▶ The request:
Copy out the records, without any changes, from the line containing "Mark one point per instance of the blue sky." through the end of the records.

════════════════════

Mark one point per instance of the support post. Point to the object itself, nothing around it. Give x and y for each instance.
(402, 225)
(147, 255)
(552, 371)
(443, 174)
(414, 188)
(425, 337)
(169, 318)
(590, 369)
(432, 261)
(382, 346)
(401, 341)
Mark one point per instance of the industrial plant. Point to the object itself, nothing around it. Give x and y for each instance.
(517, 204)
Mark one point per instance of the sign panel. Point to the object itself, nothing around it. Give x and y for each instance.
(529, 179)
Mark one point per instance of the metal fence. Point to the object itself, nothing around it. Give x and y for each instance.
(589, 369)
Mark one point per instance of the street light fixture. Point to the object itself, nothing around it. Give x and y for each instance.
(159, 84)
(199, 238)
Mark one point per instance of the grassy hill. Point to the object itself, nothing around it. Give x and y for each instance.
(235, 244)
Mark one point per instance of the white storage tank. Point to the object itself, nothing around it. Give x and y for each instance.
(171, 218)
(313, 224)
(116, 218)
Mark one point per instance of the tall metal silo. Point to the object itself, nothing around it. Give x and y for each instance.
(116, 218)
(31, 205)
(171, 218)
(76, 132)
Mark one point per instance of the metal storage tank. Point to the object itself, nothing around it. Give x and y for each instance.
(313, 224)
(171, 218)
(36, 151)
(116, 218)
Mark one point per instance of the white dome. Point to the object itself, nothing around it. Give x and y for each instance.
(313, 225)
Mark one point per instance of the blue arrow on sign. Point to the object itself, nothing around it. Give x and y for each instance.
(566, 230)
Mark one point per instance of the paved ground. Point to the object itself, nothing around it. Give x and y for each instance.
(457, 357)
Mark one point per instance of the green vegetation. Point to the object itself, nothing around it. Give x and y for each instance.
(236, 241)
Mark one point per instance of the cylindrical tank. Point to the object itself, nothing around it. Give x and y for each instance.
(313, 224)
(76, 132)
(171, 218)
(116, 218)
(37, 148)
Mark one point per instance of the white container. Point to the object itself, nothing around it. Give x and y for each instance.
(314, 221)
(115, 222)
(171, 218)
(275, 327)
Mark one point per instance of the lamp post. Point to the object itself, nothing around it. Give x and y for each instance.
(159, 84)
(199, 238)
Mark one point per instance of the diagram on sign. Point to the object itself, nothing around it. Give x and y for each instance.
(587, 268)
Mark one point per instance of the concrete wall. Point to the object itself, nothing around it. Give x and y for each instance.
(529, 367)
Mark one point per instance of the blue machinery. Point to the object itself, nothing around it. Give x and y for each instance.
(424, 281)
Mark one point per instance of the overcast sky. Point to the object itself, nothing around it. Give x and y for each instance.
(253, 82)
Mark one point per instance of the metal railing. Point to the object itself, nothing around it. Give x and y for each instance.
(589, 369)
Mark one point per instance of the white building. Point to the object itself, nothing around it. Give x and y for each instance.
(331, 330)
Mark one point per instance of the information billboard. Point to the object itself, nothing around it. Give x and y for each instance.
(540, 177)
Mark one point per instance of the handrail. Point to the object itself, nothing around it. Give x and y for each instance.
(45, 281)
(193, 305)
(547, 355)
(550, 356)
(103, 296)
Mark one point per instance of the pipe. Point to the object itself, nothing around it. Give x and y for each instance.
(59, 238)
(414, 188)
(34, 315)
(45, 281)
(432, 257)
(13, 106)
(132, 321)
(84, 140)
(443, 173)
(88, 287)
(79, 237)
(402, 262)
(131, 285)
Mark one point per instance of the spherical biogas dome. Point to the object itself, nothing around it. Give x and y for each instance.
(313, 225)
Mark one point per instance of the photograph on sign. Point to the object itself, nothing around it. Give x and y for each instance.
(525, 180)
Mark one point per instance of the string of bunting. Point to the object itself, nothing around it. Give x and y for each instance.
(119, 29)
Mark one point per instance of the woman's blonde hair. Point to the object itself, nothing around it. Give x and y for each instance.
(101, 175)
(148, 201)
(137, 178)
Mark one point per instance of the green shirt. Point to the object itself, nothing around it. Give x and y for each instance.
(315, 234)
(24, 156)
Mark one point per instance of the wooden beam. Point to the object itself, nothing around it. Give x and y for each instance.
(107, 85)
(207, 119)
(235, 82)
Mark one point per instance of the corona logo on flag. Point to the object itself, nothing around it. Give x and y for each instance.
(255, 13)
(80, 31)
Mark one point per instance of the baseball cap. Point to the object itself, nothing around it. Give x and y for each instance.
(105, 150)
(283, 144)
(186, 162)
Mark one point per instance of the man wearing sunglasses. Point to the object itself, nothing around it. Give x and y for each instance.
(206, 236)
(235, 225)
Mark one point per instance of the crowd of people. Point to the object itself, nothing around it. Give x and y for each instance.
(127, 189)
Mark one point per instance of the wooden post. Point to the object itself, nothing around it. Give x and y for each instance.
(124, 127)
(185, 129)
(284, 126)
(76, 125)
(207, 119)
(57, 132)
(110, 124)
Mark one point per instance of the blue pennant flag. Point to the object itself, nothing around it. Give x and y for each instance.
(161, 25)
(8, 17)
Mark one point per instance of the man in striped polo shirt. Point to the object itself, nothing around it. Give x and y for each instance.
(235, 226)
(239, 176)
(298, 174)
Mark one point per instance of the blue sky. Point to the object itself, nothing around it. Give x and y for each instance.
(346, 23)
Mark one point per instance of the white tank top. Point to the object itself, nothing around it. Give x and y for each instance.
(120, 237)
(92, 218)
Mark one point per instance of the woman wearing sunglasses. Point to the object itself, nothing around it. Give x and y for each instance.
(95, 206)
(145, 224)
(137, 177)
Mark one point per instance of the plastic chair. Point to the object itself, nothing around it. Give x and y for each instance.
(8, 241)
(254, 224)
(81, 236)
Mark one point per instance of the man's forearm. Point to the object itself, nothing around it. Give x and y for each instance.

════════════════════

▶ In response:
Mark one point per instance of the blue sky. Point to the object itself, nothing around it. Give x and y for each instance.
(346, 23)
Mark one point per instance of the white tank top. Point to the object itself, nothing around it. Give x and y for each instance.
(120, 237)
(92, 218)
Mark one point per instance of the woman wearing sunglasses. Point to the object itself, nothing around it. Give x and y for each instance.
(95, 206)
(145, 224)
(137, 177)
Mark one point per instance of the plastic chair. Point to the object itself, nothing around it. Give x and y for each instance.
(8, 241)
(254, 224)
(81, 236)
Mark one point per instance of the man's forearm. Point to the object itself, nothing around it. Give x and y for each instance.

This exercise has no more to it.